Document extract:
• • •
I could never get it to work well with a hair dryer.   I tried several times and it didn't work.  A heat gun is a must in my opinion.


----------



## TashaBird (Sep 17, 2020)

shunt2011 said:


> I could never get it to work well with a hair dryer.   I tried several times and it didn't work.  A heat gun is a must in my opinion.


Good to know. Thank you.


----------



## earlene (Sep 18, 2020)

Hair dryers vary so much; I would only use one if I was traveling and had brought the shrink wrap but not my heat gun.  I never bring the shrink wrap with me when I travel; too cumbersome.

I prefer a heat gun that has a built-in stand so that I don't have to hold it in my hands.  I hold the wrapped soap over top of the heat gun, which allows for better control.

I use the DeWalt model D26950, but there are many options.  Here's a good video by Amy Warden on how to efficiently shrink wrap soap:

She no longer sells the smell-through shrink wrap, so when I run out, I'll have to find another source.


----------



## TashaBird (Sep 18, 2020)

earlene said:


> Hair dryers vary so much; I would only use one if I was traveling and had brought the shrink wrap but not my heat gun.  I never bring the shrink wrap with me when I travel; too cumbersome.
> 
> I prefer a heat gun that has a built-in stand so that I don't have to hold it in my hands.  I hold the wrapped soap over top of the heat gun, which allows for better control.
> 
> ...
• • •
Dataset entries:

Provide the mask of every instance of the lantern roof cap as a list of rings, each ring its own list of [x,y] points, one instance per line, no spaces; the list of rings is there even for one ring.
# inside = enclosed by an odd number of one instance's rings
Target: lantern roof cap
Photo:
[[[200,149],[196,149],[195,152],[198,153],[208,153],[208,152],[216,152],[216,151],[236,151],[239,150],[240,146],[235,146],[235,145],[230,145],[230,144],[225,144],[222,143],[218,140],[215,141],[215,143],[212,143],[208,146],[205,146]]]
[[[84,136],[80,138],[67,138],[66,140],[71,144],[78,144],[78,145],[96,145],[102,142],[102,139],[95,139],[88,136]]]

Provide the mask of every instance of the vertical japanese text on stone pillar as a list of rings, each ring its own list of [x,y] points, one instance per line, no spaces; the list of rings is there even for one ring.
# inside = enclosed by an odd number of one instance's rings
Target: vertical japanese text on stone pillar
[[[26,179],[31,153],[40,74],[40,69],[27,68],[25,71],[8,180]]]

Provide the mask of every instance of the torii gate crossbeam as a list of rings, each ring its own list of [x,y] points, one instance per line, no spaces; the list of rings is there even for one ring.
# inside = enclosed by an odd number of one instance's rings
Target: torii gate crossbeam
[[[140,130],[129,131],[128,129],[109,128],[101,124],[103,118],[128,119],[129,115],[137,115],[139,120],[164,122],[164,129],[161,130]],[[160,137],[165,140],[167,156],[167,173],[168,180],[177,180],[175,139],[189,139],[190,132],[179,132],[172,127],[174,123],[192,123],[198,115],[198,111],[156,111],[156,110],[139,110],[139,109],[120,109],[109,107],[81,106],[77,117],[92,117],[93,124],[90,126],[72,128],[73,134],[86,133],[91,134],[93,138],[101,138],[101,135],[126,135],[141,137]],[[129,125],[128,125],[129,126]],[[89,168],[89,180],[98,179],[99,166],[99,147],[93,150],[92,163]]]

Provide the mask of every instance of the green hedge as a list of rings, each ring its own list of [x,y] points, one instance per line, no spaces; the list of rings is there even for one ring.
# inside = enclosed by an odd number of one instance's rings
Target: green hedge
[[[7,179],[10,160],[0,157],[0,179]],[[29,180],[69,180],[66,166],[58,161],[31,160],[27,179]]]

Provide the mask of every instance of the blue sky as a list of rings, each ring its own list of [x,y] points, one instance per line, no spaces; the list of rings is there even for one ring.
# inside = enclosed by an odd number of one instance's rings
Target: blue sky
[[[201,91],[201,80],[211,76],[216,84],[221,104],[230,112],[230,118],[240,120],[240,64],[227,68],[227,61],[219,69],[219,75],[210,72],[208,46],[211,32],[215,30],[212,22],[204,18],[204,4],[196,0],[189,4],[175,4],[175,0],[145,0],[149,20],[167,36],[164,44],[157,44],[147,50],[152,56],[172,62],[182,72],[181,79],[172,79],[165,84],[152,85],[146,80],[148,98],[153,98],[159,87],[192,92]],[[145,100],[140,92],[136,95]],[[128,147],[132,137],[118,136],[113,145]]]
• • •
Short problem:
Answer these questions using the forum thread on shrink-wrapping soap.
1. What model of heat gun does earlene use?
2. According to shunt2011, what tool is a must?
3. Why does earlene never bring shrink wrap when traveling?

Written solution:
1. The DeWalt model D26950.
2. A heat gun.
3. It is too cumbersome.